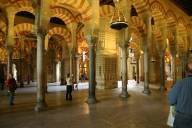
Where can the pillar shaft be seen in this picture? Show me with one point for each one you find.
(92, 83)
(9, 60)
(41, 103)
(124, 92)
(146, 71)
(71, 62)
(137, 68)
(162, 71)
(145, 44)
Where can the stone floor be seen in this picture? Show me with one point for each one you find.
(138, 111)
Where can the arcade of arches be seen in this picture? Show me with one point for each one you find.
(43, 41)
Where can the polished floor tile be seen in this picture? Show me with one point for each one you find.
(138, 111)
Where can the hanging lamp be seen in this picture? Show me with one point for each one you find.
(118, 20)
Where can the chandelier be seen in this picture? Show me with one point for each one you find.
(118, 20)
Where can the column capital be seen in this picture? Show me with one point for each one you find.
(123, 44)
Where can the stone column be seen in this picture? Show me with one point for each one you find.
(124, 92)
(78, 57)
(63, 63)
(62, 71)
(146, 71)
(173, 64)
(92, 83)
(21, 69)
(162, 71)
(145, 44)
(41, 103)
(173, 50)
(161, 47)
(10, 13)
(71, 61)
(137, 68)
(9, 60)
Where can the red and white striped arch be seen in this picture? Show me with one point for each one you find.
(24, 27)
(141, 5)
(106, 10)
(158, 10)
(137, 22)
(82, 6)
(60, 31)
(171, 18)
(24, 5)
(63, 14)
(2, 26)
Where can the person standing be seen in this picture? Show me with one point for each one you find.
(12, 86)
(69, 87)
(181, 97)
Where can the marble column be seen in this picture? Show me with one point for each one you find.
(92, 83)
(63, 64)
(78, 57)
(124, 92)
(10, 13)
(62, 72)
(9, 60)
(147, 38)
(162, 70)
(173, 64)
(137, 68)
(21, 69)
(146, 71)
(71, 62)
(41, 103)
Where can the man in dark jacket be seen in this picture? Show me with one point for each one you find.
(181, 97)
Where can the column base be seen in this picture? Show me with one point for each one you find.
(147, 91)
(91, 100)
(41, 106)
(124, 94)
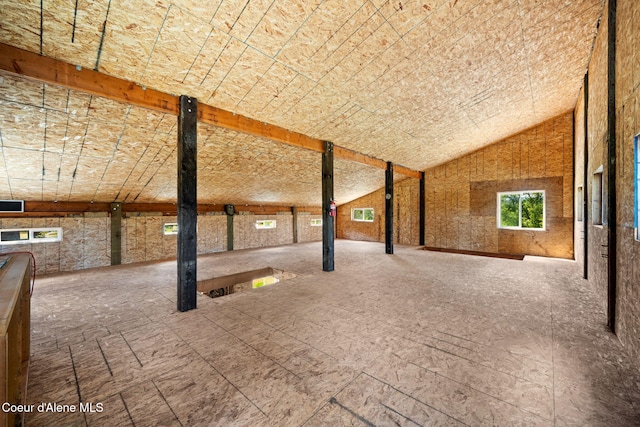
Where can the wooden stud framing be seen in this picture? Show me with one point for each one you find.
(294, 212)
(328, 234)
(422, 209)
(388, 215)
(187, 203)
(612, 240)
(31, 65)
(116, 233)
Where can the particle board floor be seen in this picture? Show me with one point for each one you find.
(411, 339)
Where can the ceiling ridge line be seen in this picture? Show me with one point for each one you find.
(45, 69)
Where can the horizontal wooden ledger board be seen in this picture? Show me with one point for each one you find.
(50, 70)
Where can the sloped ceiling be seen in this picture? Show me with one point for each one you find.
(412, 82)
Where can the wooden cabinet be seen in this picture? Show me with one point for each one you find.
(15, 312)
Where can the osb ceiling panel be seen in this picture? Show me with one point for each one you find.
(412, 82)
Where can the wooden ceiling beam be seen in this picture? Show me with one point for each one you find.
(52, 71)
(60, 209)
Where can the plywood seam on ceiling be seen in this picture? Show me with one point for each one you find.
(14, 58)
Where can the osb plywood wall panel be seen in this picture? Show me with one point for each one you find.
(579, 186)
(307, 232)
(461, 195)
(597, 152)
(246, 235)
(627, 127)
(85, 243)
(406, 215)
(416, 83)
(143, 238)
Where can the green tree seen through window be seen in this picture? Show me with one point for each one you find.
(522, 210)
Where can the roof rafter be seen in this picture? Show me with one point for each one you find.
(49, 70)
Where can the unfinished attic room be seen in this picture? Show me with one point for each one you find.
(320, 213)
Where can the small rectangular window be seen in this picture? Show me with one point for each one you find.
(636, 220)
(30, 235)
(597, 188)
(14, 236)
(267, 223)
(521, 210)
(43, 235)
(170, 228)
(579, 204)
(362, 214)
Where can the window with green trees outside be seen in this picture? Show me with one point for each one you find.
(521, 210)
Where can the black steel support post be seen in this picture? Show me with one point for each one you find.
(328, 223)
(585, 184)
(116, 234)
(187, 203)
(423, 203)
(611, 172)
(230, 211)
(294, 212)
(388, 211)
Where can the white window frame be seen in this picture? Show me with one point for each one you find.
(263, 224)
(170, 233)
(353, 214)
(520, 227)
(32, 235)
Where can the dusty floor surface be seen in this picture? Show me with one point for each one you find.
(415, 338)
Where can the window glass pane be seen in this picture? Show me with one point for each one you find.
(532, 210)
(510, 210)
(171, 228)
(46, 234)
(14, 235)
(368, 215)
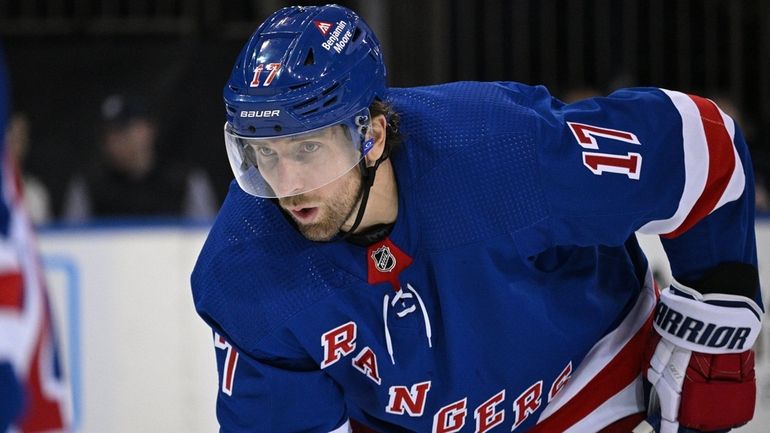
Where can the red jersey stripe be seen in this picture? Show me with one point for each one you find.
(721, 164)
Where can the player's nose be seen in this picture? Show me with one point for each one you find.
(291, 177)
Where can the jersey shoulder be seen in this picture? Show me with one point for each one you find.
(469, 160)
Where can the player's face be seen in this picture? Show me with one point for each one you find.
(320, 214)
(302, 163)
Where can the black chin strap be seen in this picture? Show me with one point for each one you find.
(368, 174)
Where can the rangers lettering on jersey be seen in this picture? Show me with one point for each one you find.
(340, 342)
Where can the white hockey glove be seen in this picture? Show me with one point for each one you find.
(700, 360)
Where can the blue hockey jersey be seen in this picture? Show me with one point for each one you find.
(511, 294)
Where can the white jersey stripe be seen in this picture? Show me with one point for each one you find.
(738, 179)
(604, 352)
(627, 402)
(344, 428)
(696, 171)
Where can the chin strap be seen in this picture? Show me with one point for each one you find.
(368, 174)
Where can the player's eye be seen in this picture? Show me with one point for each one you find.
(265, 151)
(310, 147)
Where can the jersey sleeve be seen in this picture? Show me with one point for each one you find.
(268, 394)
(649, 160)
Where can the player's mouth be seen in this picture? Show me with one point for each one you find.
(304, 215)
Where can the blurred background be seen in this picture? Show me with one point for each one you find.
(118, 131)
(67, 56)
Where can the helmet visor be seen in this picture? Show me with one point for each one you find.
(275, 167)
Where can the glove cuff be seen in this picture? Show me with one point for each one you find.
(713, 323)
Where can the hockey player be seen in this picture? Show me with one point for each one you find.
(33, 393)
(482, 274)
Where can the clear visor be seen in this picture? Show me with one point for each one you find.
(275, 167)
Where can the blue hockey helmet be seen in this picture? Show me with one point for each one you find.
(304, 70)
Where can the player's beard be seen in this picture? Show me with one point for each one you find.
(336, 203)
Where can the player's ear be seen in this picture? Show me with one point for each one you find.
(378, 132)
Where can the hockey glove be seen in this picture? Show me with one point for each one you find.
(700, 361)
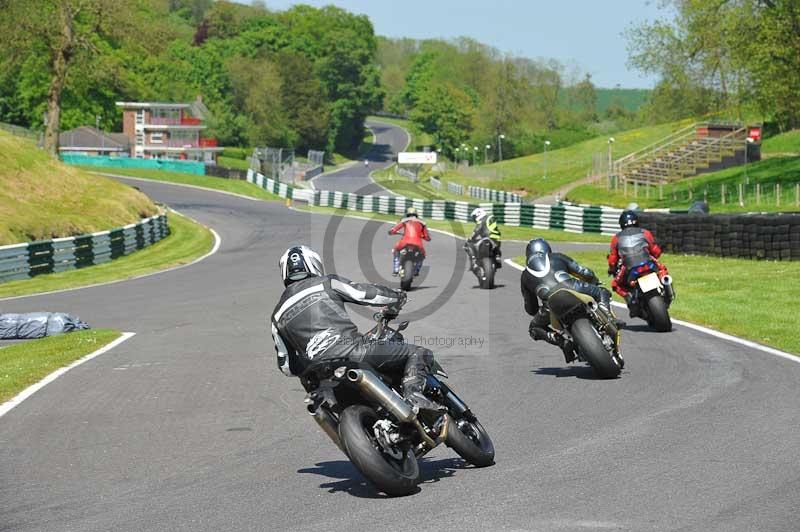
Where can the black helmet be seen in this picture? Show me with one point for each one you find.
(628, 219)
(537, 255)
(298, 263)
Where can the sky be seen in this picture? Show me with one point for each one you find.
(586, 34)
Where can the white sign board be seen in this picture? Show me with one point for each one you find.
(416, 157)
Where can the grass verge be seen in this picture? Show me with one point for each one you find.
(187, 241)
(525, 175)
(464, 229)
(42, 198)
(750, 299)
(236, 186)
(24, 364)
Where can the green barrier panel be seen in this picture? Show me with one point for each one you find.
(185, 167)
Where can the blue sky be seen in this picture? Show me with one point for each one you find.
(586, 34)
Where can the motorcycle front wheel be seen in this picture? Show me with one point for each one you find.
(593, 350)
(393, 476)
(487, 267)
(471, 441)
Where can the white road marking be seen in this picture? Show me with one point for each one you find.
(214, 249)
(6, 407)
(706, 330)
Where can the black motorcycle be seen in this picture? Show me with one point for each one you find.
(590, 332)
(411, 258)
(487, 261)
(367, 418)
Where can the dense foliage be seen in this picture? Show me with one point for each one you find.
(732, 59)
(304, 78)
(463, 92)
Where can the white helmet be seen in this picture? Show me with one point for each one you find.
(298, 263)
(479, 214)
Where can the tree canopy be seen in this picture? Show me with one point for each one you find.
(302, 78)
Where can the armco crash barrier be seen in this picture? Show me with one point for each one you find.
(29, 259)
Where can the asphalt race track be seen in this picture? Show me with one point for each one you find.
(190, 426)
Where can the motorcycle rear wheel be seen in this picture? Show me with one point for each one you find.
(487, 267)
(658, 315)
(407, 275)
(392, 476)
(593, 350)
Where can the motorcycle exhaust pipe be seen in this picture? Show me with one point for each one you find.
(327, 423)
(374, 388)
(668, 288)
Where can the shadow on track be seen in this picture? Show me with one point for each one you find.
(579, 372)
(350, 481)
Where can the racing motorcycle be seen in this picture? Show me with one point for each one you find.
(411, 258)
(652, 293)
(383, 436)
(487, 262)
(590, 333)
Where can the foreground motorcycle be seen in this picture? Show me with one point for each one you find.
(589, 331)
(487, 262)
(367, 418)
(411, 258)
(652, 293)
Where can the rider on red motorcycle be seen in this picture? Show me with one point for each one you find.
(414, 232)
(632, 245)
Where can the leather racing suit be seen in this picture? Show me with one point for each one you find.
(629, 248)
(486, 229)
(414, 232)
(564, 272)
(310, 323)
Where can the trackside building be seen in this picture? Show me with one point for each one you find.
(158, 130)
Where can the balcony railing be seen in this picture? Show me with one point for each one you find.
(164, 121)
(184, 143)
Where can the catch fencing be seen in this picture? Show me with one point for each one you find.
(29, 259)
(490, 194)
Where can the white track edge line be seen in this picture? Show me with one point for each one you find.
(15, 401)
(214, 249)
(712, 332)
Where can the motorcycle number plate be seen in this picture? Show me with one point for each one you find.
(649, 282)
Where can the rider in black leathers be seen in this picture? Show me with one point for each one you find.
(546, 270)
(310, 323)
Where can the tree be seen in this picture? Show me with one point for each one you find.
(585, 98)
(446, 112)
(68, 33)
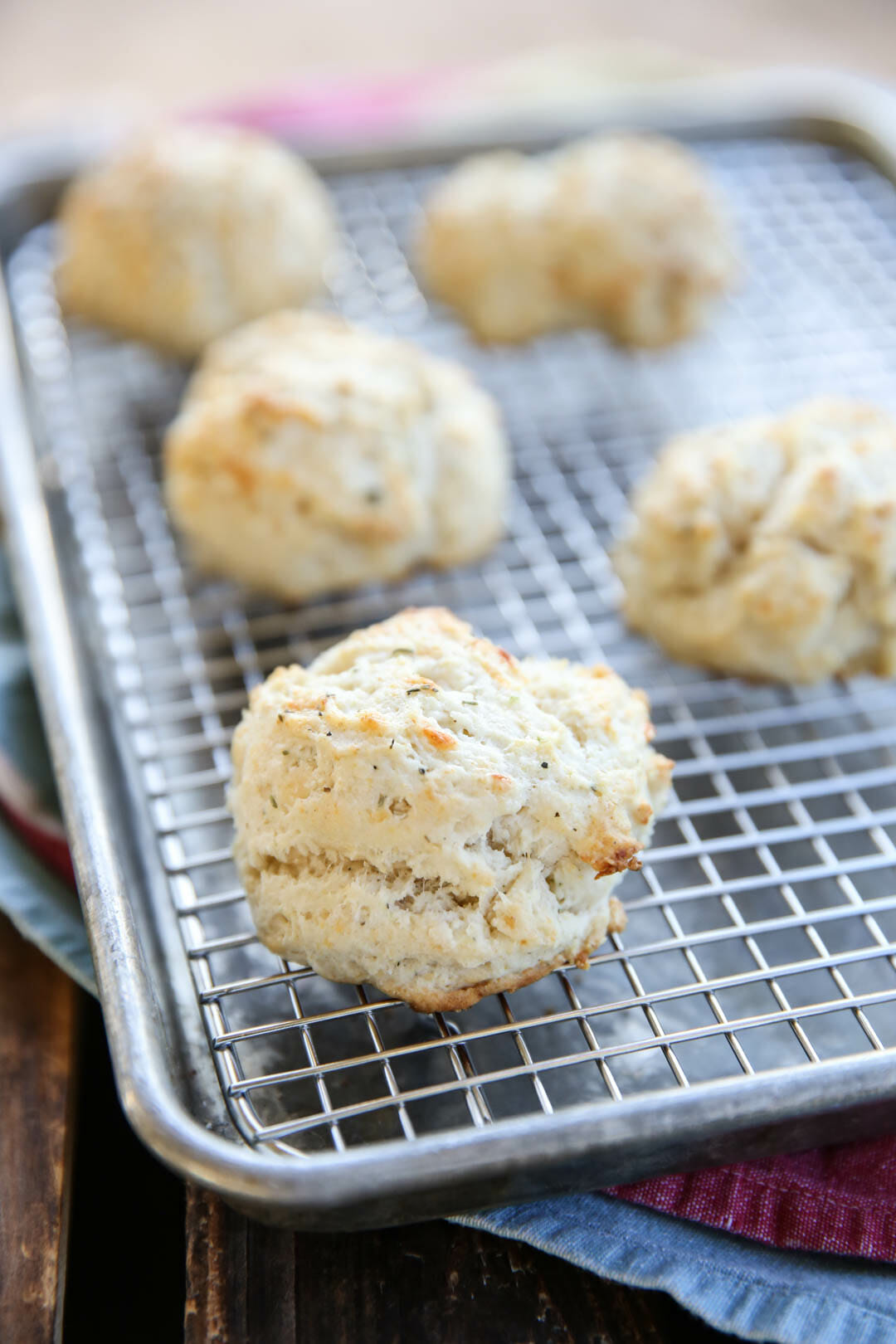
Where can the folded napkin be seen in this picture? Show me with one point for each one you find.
(759, 1283)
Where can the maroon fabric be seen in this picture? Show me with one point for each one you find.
(830, 1199)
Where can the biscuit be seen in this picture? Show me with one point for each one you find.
(421, 811)
(191, 231)
(312, 455)
(767, 548)
(617, 231)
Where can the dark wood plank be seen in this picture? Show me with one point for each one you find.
(39, 1010)
(125, 1278)
(433, 1283)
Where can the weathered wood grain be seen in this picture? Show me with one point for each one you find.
(433, 1283)
(39, 1010)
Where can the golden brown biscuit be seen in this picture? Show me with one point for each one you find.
(191, 231)
(421, 811)
(312, 455)
(616, 231)
(768, 548)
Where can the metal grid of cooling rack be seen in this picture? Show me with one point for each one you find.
(762, 929)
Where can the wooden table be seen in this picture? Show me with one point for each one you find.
(130, 1224)
(78, 1187)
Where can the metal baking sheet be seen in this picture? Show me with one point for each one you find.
(751, 1001)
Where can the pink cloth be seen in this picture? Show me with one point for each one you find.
(833, 1199)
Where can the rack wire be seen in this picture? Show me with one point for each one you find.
(762, 929)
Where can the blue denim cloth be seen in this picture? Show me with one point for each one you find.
(733, 1283)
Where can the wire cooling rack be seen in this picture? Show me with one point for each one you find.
(762, 928)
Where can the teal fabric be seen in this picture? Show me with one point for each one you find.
(737, 1285)
(41, 905)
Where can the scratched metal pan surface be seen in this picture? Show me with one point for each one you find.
(751, 1003)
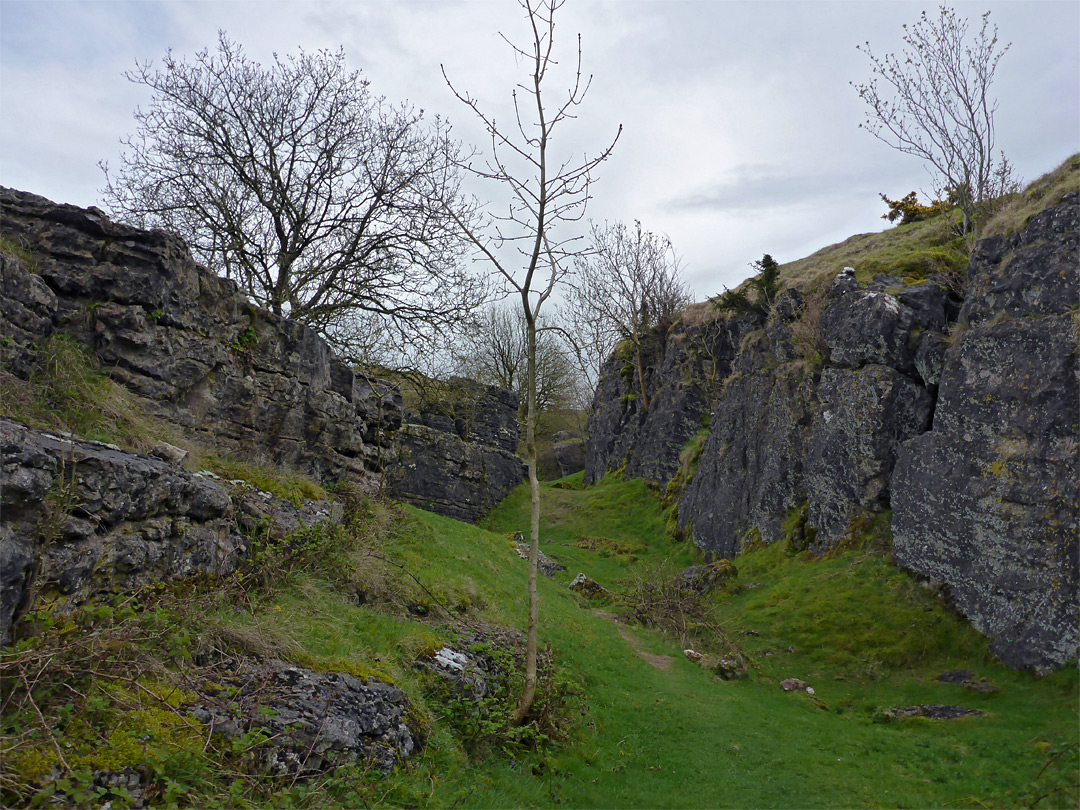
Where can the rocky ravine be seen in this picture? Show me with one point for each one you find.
(232, 376)
(959, 414)
(78, 518)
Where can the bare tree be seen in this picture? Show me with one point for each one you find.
(628, 285)
(324, 202)
(933, 100)
(526, 245)
(496, 353)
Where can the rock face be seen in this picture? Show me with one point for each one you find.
(80, 517)
(569, 449)
(459, 462)
(959, 414)
(987, 500)
(234, 376)
(682, 369)
(319, 719)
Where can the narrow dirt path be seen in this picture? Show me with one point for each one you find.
(661, 662)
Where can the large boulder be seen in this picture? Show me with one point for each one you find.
(684, 367)
(986, 502)
(751, 470)
(80, 517)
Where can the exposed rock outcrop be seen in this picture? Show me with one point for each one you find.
(189, 342)
(987, 501)
(962, 421)
(683, 369)
(569, 449)
(80, 518)
(314, 720)
(459, 462)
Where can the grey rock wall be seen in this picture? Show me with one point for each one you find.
(233, 376)
(987, 500)
(460, 461)
(81, 517)
(684, 366)
(957, 413)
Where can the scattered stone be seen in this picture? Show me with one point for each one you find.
(589, 588)
(314, 720)
(967, 679)
(545, 565)
(730, 666)
(459, 667)
(931, 711)
(955, 676)
(170, 453)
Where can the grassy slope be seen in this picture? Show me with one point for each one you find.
(864, 635)
(683, 739)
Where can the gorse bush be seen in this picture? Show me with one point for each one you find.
(907, 208)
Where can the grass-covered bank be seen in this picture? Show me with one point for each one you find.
(397, 584)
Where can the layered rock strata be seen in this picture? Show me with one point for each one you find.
(987, 500)
(82, 518)
(233, 376)
(459, 462)
(958, 413)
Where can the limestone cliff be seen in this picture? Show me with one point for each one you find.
(188, 342)
(231, 375)
(461, 461)
(957, 410)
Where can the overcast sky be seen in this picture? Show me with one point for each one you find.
(740, 127)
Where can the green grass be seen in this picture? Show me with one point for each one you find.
(865, 635)
(68, 391)
(624, 512)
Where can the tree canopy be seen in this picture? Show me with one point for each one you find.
(324, 202)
+ + + + +
DIRECTIONS FOR THIS TASK
Give back, exactly as written, the lines from the one with "Where can the grey" to the last line.

OUTPUT
Where can the grey rock wall be seen in this picture? Show me with one point for each one you find.
(233, 376)
(987, 500)
(460, 461)
(81, 517)
(684, 366)
(957, 413)
Where can the scattered stone be seen in this picture? Show me with one point for each one you find.
(589, 588)
(314, 720)
(967, 679)
(545, 565)
(730, 666)
(459, 667)
(931, 711)
(955, 676)
(170, 453)
Where can the grassy slope be seen in this picture? Show me with one point for each one you find.
(864, 635)
(683, 739)
Where can the gorse bush be seen in this picture? Show me with one point for each one you find.
(907, 208)
Where can the grass-covered bank be seen in this picture? Show me with one point for each one you find.
(397, 584)
Where can the layered rock strata be seen in this picture? Show me with one point for each one you find.
(987, 500)
(82, 518)
(233, 376)
(459, 462)
(958, 413)
Where can the limestone cliff be seen in this picture? Show me with one point for each one you find.
(188, 342)
(231, 375)
(461, 461)
(957, 410)
Where can the overcast sky be seen in this picture? Show me with one point for each one you find.
(740, 127)
Where can the green grass be seen in this picture? Show me with one point for each one you find.
(865, 635)
(68, 391)
(624, 512)
Where can the tree canopy be seen in this picture? Show me with one point for each one you find.
(324, 202)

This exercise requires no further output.